## Information supplied
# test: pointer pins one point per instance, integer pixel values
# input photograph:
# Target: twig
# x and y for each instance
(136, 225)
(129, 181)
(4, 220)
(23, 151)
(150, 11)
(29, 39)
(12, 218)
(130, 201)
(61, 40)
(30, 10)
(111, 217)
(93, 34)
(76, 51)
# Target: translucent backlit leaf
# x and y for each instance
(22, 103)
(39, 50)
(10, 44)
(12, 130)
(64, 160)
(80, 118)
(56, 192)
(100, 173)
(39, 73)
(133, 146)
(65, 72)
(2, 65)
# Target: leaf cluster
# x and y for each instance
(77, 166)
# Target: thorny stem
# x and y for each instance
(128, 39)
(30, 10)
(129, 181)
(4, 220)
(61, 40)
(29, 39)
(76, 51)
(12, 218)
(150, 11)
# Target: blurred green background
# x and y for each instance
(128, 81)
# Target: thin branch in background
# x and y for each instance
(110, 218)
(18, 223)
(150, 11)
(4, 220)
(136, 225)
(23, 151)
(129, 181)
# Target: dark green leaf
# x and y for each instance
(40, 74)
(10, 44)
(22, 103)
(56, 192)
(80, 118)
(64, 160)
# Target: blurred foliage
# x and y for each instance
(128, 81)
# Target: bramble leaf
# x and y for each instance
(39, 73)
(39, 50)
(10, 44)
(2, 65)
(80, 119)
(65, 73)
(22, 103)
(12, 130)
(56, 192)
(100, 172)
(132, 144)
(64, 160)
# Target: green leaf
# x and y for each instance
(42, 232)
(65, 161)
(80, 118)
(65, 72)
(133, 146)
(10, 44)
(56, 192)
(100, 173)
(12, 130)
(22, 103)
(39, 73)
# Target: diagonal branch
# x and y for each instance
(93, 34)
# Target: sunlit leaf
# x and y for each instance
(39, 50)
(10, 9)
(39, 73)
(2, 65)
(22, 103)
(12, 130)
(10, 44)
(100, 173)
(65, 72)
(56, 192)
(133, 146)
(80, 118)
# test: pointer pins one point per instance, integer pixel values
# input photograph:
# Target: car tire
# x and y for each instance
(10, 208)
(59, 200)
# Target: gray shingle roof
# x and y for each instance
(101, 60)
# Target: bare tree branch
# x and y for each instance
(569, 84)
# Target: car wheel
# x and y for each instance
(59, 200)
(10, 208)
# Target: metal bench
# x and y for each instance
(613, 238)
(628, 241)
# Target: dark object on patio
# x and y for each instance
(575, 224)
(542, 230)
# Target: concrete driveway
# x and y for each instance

## Task directions
What lines above contain the word "branch"? Please copy each one.

## Task solution
# Target: thin branch in background
# Target: diagonal branch
# Target: bare tree branch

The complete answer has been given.